* [Selected text]:

# My dog is sick, and i suspect is caused by Heartgard



## dcyk

My pup is sick and i think it was after i gave him heartgard last night at 7pm.

I was around until midnight before i went to sleep and all was well, in the morning i found a few patches of vomit on the ground and his stool which was solid became loose.

He usually is bubbly in the mornings and rushes to my door when i wake up, he's lethargic, vommitted and had loose stools, went off his food and drink.

After clearing up the mess, he vomitted two more times, i then sent him to the vet for checkup, although they said that heartgard seldom causes these side effects, i still think it's that which caused him to be sick.

He is still sleeping, the vet asked me to fast him until midnight before feeding him some bland steamed chicken, and try the heartgard again next month, but i'm afraid of trying it again.

SIGH


----------



## BorderKelpie

There are other options for heartworm prevention. I'm surprised your vet didn't offer you any. 

Maybe look into Interceptor, even my MDR1 mutation dogs handle that well. I would be afraid to try the drop on HW meds since many are made with a drug related to the main ingredient as Heartgard.

Best wishes for a quick and full recovery - it's terrifying when our little ones are sick.


----------



## dcyk

They did but they want me to try a second time before offering a change, since they say for the small breed, it's really very low dose


----------



## BorderKelpie

Go with your gut feelings. This is your dog, you know him better than they do. 

Did he just get the hw pill, or was he vaccinated at the same time? Was anything different added to his diet or any other new thing or stressor?

I'd hate to think that hw preventative will make him sick, but after you rule out every thing else, you may have to consider an alternative. 

I do hope his is feeling better already. Poor little tiny guy.

Do poodles have issues with the MDR1 mutation? Seems like I remember just collie/collie types and sighthounds were affected by it. Hmm, something new to research...
--------------------------------------------------------------------
ok, I found something interesting. Someone has put poodles on the list for mdr1 mutation. I don't know how accurate it is, but I would definately try a different preventative.

* [Given information]:
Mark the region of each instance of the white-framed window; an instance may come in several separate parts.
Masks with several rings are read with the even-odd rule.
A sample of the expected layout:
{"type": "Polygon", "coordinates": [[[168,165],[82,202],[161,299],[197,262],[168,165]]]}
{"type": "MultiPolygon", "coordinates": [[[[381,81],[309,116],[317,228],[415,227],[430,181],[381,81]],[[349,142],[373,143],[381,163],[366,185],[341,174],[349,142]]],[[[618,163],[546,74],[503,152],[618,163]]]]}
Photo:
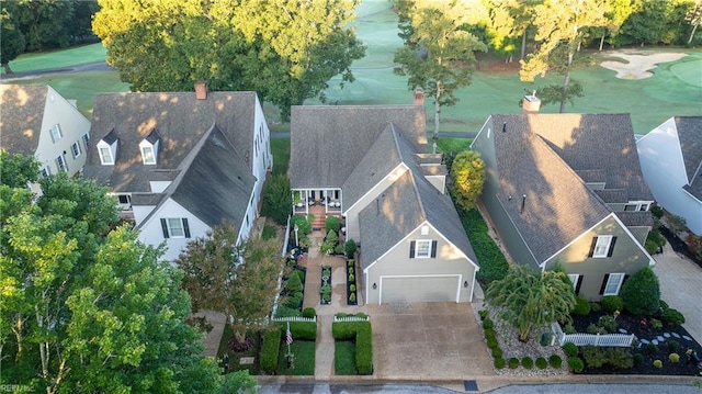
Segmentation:
{"type": "Polygon", "coordinates": [[[56,168],[58,168],[59,171],[68,172],[68,166],[66,166],[64,155],[58,155],[58,157],[56,157],[56,168]]]}
{"type": "Polygon", "coordinates": [[[52,133],[52,139],[54,142],[57,142],[57,140],[61,139],[61,137],[63,137],[61,127],[58,125],[58,123],[53,125],[52,128],[49,130],[49,132],[52,133]]]}
{"type": "Polygon", "coordinates": [[[190,227],[185,217],[161,218],[163,238],[190,238],[190,227]]]}
{"type": "Polygon", "coordinates": [[[112,150],[110,150],[106,146],[101,146],[100,149],[100,162],[102,165],[114,165],[114,159],[112,158],[112,150]]]}
{"type": "Polygon", "coordinates": [[[616,295],[624,282],[624,273],[609,273],[602,282],[602,295],[616,295]]]}
{"type": "Polygon", "coordinates": [[[70,146],[70,151],[73,154],[73,159],[80,156],[80,145],[78,142],[75,142],[73,145],[70,146]]]}
{"type": "Polygon", "coordinates": [[[151,146],[141,146],[141,159],[145,165],[155,165],[156,156],[154,155],[154,147],[151,146]]]}
{"type": "Polygon", "coordinates": [[[410,259],[429,259],[437,257],[437,241],[431,239],[417,239],[409,243],[410,259]]]}
{"type": "Polygon", "coordinates": [[[600,235],[596,239],[592,257],[598,259],[608,257],[613,237],[611,235],[600,235]]]}

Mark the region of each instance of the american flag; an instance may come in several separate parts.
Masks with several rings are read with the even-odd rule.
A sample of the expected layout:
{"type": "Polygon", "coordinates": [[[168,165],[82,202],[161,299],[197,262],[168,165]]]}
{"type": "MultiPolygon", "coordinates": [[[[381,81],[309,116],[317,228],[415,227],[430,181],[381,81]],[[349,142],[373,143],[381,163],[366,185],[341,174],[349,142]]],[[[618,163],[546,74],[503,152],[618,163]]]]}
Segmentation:
{"type": "Polygon", "coordinates": [[[293,344],[293,333],[290,331],[290,322],[287,322],[287,329],[285,330],[285,344],[288,346],[293,344]]]}

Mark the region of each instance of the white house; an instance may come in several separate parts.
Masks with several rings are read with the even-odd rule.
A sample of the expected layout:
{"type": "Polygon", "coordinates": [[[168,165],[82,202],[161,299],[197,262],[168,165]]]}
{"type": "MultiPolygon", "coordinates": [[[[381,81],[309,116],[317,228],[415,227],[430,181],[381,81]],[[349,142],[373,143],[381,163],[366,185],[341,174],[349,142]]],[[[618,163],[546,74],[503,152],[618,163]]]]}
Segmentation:
{"type": "Polygon", "coordinates": [[[46,85],[0,85],[1,146],[34,155],[44,177],[75,176],[86,165],[90,121],[46,85]]]}
{"type": "Polygon", "coordinates": [[[95,98],[86,177],[109,187],[139,239],[188,241],[228,222],[246,239],[272,169],[256,92],[115,93],[95,98]]]}
{"type": "Polygon", "coordinates": [[[636,142],[658,204],[702,235],[702,116],[675,116],[636,142]]]}

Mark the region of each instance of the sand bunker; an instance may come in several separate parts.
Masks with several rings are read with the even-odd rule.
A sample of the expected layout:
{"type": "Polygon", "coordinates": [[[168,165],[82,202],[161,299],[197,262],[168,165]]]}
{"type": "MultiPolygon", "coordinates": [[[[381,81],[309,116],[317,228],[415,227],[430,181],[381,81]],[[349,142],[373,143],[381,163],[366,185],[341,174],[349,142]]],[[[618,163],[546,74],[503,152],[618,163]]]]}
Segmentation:
{"type": "Polygon", "coordinates": [[[657,53],[642,54],[636,50],[618,50],[607,54],[608,57],[619,57],[629,63],[616,60],[602,61],[600,65],[610,70],[616,71],[616,78],[621,79],[644,79],[653,77],[649,70],[656,68],[659,63],[668,63],[681,59],[688,54],[681,53],[657,53]]]}

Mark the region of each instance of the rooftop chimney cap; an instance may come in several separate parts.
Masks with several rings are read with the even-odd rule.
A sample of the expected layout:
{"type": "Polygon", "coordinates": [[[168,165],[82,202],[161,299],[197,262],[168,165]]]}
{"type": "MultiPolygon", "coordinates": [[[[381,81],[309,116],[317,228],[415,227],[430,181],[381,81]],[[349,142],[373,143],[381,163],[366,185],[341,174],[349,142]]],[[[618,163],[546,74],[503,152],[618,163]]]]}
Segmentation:
{"type": "Polygon", "coordinates": [[[207,81],[201,79],[197,82],[195,82],[195,99],[197,100],[207,99],[207,81]]]}

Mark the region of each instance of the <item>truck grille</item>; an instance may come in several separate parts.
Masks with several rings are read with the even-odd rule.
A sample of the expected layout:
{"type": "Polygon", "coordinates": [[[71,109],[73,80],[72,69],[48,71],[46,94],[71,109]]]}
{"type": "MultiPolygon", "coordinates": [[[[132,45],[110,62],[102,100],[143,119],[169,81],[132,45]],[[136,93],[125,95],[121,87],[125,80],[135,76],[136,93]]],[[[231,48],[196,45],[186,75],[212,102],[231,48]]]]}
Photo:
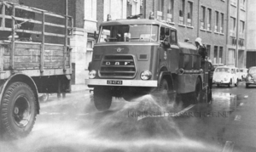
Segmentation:
{"type": "Polygon", "coordinates": [[[131,55],[105,55],[99,71],[101,77],[133,78],[136,65],[131,55]]]}

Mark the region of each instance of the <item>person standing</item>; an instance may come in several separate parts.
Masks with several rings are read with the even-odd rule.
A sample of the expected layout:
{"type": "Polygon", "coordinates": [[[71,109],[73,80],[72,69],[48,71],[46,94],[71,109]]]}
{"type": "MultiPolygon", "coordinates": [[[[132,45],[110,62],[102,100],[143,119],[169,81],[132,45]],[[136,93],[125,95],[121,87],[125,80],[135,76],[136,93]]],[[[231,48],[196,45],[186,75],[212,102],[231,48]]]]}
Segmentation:
{"type": "Polygon", "coordinates": [[[195,38],[195,43],[197,48],[198,53],[201,57],[201,59],[206,60],[207,57],[207,52],[206,47],[201,43],[201,38],[200,37],[195,38]]]}

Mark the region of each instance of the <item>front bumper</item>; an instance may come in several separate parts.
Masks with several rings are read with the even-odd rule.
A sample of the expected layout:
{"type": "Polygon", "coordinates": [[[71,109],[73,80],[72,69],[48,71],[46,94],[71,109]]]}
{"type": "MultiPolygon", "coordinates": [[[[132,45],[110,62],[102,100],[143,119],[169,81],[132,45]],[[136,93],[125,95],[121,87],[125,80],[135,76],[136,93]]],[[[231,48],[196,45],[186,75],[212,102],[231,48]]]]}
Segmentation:
{"type": "Polygon", "coordinates": [[[256,81],[246,81],[247,84],[255,84],[256,85],[256,81]]]}
{"type": "Polygon", "coordinates": [[[230,82],[229,81],[222,81],[222,80],[217,80],[217,81],[213,80],[212,83],[214,83],[214,84],[229,84],[230,82]]]}
{"type": "Polygon", "coordinates": [[[88,86],[157,87],[156,80],[85,79],[88,86]],[[122,84],[108,84],[108,81],[122,81],[122,84]]]}

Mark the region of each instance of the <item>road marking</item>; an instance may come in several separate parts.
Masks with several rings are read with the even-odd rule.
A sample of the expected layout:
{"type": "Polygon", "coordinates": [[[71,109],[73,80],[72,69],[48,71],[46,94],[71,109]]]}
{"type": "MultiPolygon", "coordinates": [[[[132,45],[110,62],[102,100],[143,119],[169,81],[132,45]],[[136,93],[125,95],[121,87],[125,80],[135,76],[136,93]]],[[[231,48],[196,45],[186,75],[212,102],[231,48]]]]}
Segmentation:
{"type": "Polygon", "coordinates": [[[226,144],[222,150],[222,152],[232,152],[234,149],[235,143],[231,141],[226,141],[226,144]]]}
{"type": "MultiPolygon", "coordinates": [[[[175,113],[174,115],[172,115],[172,117],[177,117],[177,116],[180,116],[181,115],[183,115],[183,113],[185,113],[187,110],[190,110],[191,108],[193,108],[195,104],[191,104],[189,106],[188,106],[187,108],[183,109],[183,110],[175,113]]],[[[169,113],[163,113],[163,115],[139,115],[137,117],[137,121],[140,121],[142,119],[147,118],[147,117],[167,117],[170,116],[169,113]]]]}
{"type": "Polygon", "coordinates": [[[235,121],[241,121],[241,115],[236,115],[235,121]]]}
{"type": "Polygon", "coordinates": [[[244,104],[243,103],[240,103],[239,104],[239,106],[242,106],[244,104]]]}

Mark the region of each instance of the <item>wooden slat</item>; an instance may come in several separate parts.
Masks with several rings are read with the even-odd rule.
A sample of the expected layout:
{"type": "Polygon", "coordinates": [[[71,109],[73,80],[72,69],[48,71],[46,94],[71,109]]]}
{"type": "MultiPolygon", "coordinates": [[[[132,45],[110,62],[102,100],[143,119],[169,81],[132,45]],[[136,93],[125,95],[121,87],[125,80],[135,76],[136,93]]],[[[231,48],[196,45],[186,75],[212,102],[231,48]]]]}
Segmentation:
{"type": "MultiPolygon", "coordinates": [[[[69,58],[66,58],[67,61],[69,61],[69,58]]],[[[44,62],[62,62],[63,64],[63,57],[56,57],[56,56],[44,56],[44,62]]]]}
{"type": "MultiPolygon", "coordinates": [[[[9,63],[10,61],[10,56],[3,56],[3,63],[9,63]]],[[[32,56],[15,56],[14,63],[24,62],[24,63],[39,63],[40,56],[32,55],[32,56]]]]}
{"type": "Polygon", "coordinates": [[[45,50],[45,56],[60,56],[63,57],[64,53],[62,50],[45,50]]]}
{"type": "MultiPolygon", "coordinates": [[[[0,18],[6,18],[6,19],[12,19],[11,16],[9,15],[3,15],[3,14],[0,14],[0,18]]],[[[23,19],[23,18],[20,18],[20,17],[15,17],[16,20],[20,20],[20,21],[28,21],[30,23],[35,23],[35,24],[42,24],[42,21],[39,20],[35,20],[32,19],[23,19]]],[[[61,27],[61,28],[65,28],[65,25],[58,25],[58,24],[54,24],[54,23],[49,23],[49,22],[44,22],[45,25],[49,25],[49,26],[54,26],[54,27],[61,27]]],[[[3,26],[4,27],[4,26],[3,26]]],[[[68,26],[68,28],[72,28],[72,26],[68,26]]]]}
{"type": "MultiPolygon", "coordinates": [[[[7,27],[0,27],[0,31],[11,31],[12,29],[11,28],[7,28],[7,27]]],[[[29,33],[29,34],[39,34],[39,35],[42,34],[42,31],[29,31],[29,30],[21,30],[21,29],[15,29],[15,31],[17,31],[17,32],[22,32],[22,33],[29,33]]],[[[49,32],[45,32],[45,36],[65,37],[64,34],[55,34],[55,33],[49,33],[49,32]]]]}
{"type": "Polygon", "coordinates": [[[3,4],[2,5],[2,14],[1,15],[3,15],[1,26],[5,27],[5,5],[3,5],[3,4]]]}
{"type": "Polygon", "coordinates": [[[48,50],[57,49],[57,50],[62,50],[63,51],[63,48],[64,48],[64,46],[45,45],[45,49],[48,49],[48,50]]]}
{"type": "MultiPolygon", "coordinates": [[[[8,55],[8,54],[5,54],[8,55]]],[[[15,56],[31,56],[40,55],[39,49],[29,49],[29,48],[15,48],[15,56]]]]}
{"type": "MultiPolygon", "coordinates": [[[[9,70],[9,64],[4,64],[4,70],[9,70]]],[[[15,63],[15,69],[39,69],[39,63],[15,63]]]]}
{"type": "Polygon", "coordinates": [[[31,49],[40,49],[40,44],[29,44],[29,43],[15,43],[15,48],[31,48],[31,49]]]}

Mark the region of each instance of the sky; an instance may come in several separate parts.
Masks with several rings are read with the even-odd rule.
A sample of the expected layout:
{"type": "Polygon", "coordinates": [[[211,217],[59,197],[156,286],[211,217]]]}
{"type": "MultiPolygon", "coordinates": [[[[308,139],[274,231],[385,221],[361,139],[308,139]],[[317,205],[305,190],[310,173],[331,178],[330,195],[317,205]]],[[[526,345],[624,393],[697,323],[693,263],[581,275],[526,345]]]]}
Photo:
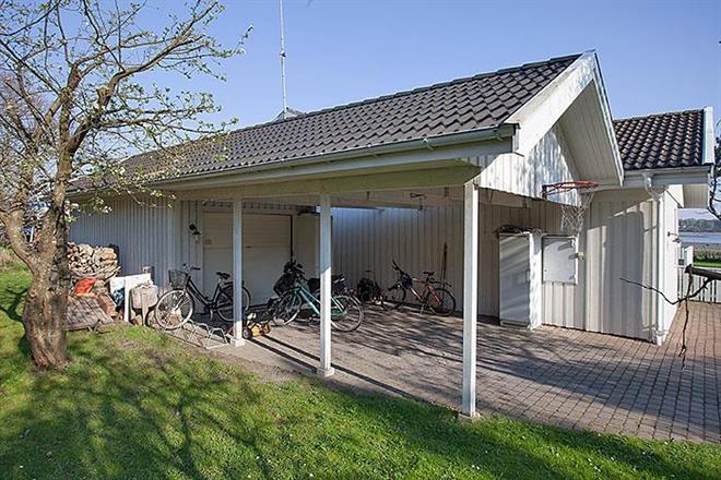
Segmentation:
{"type": "MultiPolygon", "coordinates": [[[[277,0],[226,0],[211,28],[246,55],[203,81],[243,125],[282,109],[277,0]]],[[[721,1],[285,0],[288,105],[311,111],[595,49],[614,118],[712,106],[721,1]]]]}
{"type": "MultiPolygon", "coordinates": [[[[178,4],[161,0],[151,19],[159,25],[178,4]]],[[[282,110],[279,2],[225,5],[210,31],[234,45],[252,25],[246,55],[221,65],[225,83],[177,86],[212,92],[224,108],[214,120],[270,121],[282,110]]],[[[705,106],[721,118],[721,0],[284,0],[284,10],[288,105],[302,111],[594,49],[614,118],[705,106]]]]}

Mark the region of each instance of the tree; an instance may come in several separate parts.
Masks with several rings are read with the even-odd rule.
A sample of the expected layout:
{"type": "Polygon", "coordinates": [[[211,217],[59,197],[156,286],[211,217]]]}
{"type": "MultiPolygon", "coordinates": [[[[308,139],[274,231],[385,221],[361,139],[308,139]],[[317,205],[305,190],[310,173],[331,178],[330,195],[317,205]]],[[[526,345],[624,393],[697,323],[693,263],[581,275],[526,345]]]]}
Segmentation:
{"type": "Polygon", "coordinates": [[[203,120],[218,111],[211,95],[158,86],[150,74],[196,84],[197,75],[223,80],[215,69],[243,51],[245,36],[226,48],[208,33],[223,10],[215,0],[193,0],[164,26],[147,25],[158,10],[0,0],[0,223],[32,274],[22,321],[40,368],[69,360],[67,196],[73,182],[111,178],[106,188],[142,189],[150,173],[130,176],[118,158],[152,147],[172,167],[184,161],[173,145],[227,127],[203,120]],[[36,220],[33,242],[23,235],[28,212],[36,220]]]}

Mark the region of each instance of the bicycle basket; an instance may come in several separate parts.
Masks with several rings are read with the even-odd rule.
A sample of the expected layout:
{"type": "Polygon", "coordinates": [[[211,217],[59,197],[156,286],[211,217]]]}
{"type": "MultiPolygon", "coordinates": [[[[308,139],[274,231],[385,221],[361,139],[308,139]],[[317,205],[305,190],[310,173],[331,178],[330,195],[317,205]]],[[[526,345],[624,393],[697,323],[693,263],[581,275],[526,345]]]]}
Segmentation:
{"type": "Polygon", "coordinates": [[[275,281],[275,285],[273,285],[273,291],[280,297],[293,288],[294,283],[295,276],[289,273],[285,273],[281,275],[281,278],[279,278],[277,281],[275,281]]]}
{"type": "Polygon", "coordinates": [[[179,269],[168,271],[168,276],[170,277],[170,286],[173,288],[185,288],[190,277],[188,273],[179,269]]]}

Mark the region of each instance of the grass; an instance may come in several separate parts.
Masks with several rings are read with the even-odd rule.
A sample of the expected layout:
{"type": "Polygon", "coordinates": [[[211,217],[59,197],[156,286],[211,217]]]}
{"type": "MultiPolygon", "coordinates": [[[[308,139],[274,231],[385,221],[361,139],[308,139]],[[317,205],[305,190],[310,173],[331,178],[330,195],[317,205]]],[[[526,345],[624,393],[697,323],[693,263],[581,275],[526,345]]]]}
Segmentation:
{"type": "Polygon", "coordinates": [[[0,274],[0,478],[721,478],[721,448],[407,399],[263,383],[157,332],[70,335],[74,362],[29,365],[28,276],[0,274]]]}

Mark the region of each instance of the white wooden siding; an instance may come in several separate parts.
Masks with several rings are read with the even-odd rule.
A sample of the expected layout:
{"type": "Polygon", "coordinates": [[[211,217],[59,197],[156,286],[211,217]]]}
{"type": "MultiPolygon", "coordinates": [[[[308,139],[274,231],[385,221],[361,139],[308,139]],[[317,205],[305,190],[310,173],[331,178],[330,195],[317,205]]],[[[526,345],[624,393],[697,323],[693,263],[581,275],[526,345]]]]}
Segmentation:
{"type": "MultiPolygon", "coordinates": [[[[667,209],[673,209],[673,205],[667,209]]],[[[674,225],[675,214],[667,215],[666,225],[674,225]]],[[[390,266],[392,259],[416,276],[432,269],[438,277],[447,243],[447,280],[461,304],[460,206],[423,211],[334,208],[333,220],[333,271],[344,273],[352,285],[367,275],[366,269],[375,272],[381,286],[390,285],[395,278],[390,266]]],[[[496,229],[516,225],[558,233],[559,223],[558,205],[548,202],[532,202],[528,208],[481,205],[478,313],[498,315],[496,229]]],[[[587,214],[588,229],[578,239],[579,252],[584,256],[578,265],[578,284],[543,284],[543,323],[651,339],[655,296],[622,278],[657,285],[655,223],[655,204],[646,192],[598,193],[587,214]]],[[[665,275],[671,278],[675,272],[675,267],[669,267],[665,275]]],[[[664,313],[667,327],[675,308],[664,313]]]]}
{"type": "Polygon", "coordinates": [[[121,275],[138,274],[151,266],[155,281],[165,287],[175,252],[175,211],[143,206],[130,199],[111,200],[107,204],[111,208],[109,214],[80,215],[70,226],[70,239],[93,245],[118,245],[121,275]]]}
{"type": "MultiPolygon", "coordinates": [[[[527,155],[480,156],[476,163],[484,167],[476,179],[480,187],[517,195],[537,199],[545,184],[578,180],[574,157],[558,124],[546,132],[527,155]]],[[[568,192],[551,200],[572,204],[577,195],[568,192]]]]}
{"type": "MultiPolygon", "coordinates": [[[[504,225],[541,228],[558,233],[558,206],[532,202],[529,208],[482,204],[478,221],[478,313],[498,315],[498,237],[504,225]]],[[[448,245],[446,280],[453,286],[457,304],[462,303],[463,211],[461,206],[407,208],[333,208],[333,271],[344,273],[352,285],[375,273],[381,286],[391,285],[395,275],[391,260],[415,276],[435,271],[440,277],[444,243],[448,245]]],[[[545,284],[544,296],[554,293],[549,314],[563,322],[575,319],[577,286],[545,284]]],[[[570,325],[569,325],[570,326],[570,325]]]]}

* [Action item]: From the forum thread above about the dog that got sick after Heartgard, reproduce word for word the passage starting with "After clearing up" and going on through "offer you any.".

* [Exercise output]:
After clearing up the mess, he vomitted two more times, i then sent him to the vet for checkup, although they said that heartgard seldom causes these side effects, i still think it's that which caused him to be sick.

He is still sleeping, the vet asked me to fast him until midnight before feeding him some bland steamed chicken, and try the heartgard again next month, but i'm afraid of trying it again.

SIGH


----------



## BorderKelpie

There are other options for heartworm prevention. I'm surprised your vet didn't offer you any.